Return each line of the rows below that contains the word "back", reproducing every such line in full and unchanged.

[Start of RECORDS]

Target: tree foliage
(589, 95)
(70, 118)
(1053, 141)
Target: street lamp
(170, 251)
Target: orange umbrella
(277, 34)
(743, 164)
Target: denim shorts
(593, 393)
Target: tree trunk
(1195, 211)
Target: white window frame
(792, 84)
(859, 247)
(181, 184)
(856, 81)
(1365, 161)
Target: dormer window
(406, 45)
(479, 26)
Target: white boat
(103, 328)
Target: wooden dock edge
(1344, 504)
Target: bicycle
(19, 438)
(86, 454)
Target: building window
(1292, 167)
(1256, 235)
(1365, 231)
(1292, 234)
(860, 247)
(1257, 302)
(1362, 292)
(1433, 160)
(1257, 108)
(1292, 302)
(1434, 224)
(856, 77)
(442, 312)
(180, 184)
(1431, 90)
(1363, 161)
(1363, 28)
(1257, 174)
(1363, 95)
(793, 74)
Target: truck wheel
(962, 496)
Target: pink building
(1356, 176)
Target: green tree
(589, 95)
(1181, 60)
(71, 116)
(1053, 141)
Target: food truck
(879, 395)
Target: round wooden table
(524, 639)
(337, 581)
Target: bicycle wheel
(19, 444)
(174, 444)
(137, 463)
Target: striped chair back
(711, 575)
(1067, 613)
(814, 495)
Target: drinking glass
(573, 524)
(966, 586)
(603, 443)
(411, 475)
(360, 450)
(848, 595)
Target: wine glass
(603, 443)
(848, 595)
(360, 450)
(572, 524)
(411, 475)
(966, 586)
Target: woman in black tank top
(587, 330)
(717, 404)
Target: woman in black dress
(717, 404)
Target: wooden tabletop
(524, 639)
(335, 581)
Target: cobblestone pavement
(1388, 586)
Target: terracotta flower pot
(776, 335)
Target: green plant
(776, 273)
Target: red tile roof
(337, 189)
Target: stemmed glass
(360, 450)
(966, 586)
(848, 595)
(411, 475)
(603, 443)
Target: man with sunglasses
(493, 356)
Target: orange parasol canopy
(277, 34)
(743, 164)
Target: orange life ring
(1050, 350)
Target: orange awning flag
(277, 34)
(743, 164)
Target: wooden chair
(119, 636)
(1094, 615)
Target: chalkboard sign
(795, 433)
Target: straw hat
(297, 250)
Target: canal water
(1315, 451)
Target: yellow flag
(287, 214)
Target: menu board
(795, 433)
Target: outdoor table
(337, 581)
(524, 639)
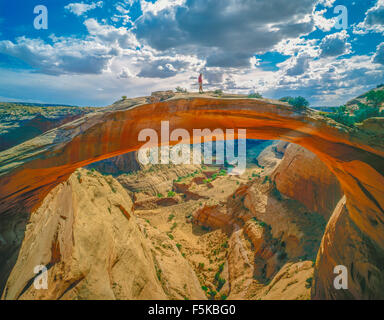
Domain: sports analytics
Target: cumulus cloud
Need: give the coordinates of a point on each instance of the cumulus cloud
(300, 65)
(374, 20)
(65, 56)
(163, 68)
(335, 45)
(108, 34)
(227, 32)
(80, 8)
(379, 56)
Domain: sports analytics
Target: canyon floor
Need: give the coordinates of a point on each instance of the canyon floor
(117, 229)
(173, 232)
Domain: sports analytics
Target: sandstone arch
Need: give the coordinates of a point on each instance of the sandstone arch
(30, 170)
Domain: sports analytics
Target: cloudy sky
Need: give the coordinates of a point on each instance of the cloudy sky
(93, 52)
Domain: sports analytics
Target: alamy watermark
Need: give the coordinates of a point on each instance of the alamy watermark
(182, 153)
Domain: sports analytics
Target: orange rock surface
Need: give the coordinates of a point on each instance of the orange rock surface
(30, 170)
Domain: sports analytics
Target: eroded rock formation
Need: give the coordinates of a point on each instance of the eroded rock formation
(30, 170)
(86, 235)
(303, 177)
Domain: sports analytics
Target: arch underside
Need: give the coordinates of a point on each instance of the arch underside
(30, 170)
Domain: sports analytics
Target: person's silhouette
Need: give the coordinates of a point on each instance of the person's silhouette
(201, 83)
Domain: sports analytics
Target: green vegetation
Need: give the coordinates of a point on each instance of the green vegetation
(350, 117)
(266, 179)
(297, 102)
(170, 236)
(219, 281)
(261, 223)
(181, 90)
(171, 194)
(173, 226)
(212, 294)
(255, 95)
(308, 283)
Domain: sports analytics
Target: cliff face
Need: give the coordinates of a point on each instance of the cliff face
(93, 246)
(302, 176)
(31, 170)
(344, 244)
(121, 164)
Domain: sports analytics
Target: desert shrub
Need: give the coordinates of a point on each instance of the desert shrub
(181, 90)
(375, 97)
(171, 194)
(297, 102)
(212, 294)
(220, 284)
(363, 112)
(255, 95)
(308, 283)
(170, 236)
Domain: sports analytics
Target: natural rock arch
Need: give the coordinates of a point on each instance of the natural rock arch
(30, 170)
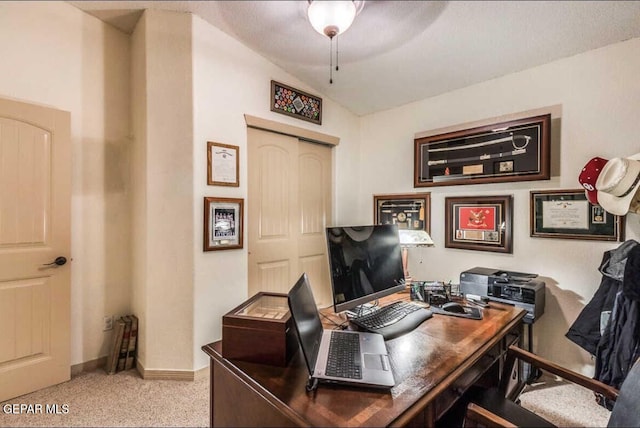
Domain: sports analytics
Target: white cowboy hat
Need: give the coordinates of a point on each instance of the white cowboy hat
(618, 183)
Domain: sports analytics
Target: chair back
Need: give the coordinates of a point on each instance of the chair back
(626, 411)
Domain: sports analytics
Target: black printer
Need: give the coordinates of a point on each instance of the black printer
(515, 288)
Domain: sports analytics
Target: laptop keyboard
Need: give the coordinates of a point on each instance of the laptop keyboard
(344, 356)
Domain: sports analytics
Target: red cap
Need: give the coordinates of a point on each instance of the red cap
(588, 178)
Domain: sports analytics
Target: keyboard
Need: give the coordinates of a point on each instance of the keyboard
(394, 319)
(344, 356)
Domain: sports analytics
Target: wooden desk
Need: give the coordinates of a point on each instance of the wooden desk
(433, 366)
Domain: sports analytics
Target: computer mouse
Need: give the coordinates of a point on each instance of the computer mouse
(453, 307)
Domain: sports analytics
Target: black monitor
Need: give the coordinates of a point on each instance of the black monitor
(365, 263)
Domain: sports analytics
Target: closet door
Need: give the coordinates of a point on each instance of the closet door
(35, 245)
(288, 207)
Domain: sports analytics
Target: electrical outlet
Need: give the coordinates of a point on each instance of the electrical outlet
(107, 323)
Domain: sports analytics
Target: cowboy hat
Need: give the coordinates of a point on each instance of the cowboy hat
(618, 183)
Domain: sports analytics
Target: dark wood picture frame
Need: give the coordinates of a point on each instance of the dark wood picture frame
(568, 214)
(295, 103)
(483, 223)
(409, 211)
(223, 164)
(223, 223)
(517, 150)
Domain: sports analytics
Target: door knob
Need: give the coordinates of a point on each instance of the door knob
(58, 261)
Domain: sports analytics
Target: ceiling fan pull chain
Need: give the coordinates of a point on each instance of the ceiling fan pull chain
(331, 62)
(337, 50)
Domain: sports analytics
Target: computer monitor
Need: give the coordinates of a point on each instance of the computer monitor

[End of RECORDS]
[Start of RECORDS]

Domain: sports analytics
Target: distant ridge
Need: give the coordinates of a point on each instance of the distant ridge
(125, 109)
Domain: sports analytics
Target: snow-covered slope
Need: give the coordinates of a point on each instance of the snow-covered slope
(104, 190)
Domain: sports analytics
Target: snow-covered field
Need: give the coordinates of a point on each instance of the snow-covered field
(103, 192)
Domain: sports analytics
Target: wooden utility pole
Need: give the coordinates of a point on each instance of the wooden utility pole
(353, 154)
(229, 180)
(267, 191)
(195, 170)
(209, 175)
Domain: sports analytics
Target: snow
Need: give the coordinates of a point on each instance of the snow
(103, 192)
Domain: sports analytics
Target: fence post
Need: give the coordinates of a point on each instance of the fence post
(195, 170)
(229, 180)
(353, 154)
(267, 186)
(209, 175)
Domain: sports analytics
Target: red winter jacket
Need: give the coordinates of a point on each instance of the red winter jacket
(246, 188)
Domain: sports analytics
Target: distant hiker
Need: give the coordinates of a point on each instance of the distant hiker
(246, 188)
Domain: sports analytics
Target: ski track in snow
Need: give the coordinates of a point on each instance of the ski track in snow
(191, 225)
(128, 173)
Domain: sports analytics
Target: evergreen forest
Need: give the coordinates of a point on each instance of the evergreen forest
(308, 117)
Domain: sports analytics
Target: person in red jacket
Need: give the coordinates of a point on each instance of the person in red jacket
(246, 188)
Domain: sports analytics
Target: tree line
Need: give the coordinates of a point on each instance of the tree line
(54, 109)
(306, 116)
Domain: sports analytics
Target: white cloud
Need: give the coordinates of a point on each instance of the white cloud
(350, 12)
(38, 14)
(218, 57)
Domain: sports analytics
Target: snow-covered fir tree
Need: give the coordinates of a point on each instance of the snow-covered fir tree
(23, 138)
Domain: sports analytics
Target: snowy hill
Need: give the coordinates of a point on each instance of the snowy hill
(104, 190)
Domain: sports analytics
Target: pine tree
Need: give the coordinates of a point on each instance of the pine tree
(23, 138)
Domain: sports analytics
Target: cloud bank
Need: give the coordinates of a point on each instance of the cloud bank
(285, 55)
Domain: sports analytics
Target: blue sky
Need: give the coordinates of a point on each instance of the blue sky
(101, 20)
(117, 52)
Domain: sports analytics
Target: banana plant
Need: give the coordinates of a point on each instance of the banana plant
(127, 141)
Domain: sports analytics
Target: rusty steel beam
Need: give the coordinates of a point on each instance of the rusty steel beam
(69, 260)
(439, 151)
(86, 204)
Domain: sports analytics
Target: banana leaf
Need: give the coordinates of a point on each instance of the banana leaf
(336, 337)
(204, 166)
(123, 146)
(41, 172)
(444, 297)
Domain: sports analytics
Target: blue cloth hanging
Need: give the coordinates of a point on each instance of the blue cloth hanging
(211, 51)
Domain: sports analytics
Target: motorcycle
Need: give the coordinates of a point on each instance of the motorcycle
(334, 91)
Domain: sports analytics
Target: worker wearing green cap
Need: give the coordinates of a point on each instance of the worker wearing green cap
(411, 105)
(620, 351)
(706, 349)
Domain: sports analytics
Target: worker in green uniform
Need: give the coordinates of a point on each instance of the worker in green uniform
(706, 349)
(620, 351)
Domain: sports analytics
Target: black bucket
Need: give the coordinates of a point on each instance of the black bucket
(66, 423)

[End of RECORDS]

## RESPONSE TO THIS TASK
Target: striped chair back
Target: chair back
Need: give the coordinates of a point on each instance of the chair back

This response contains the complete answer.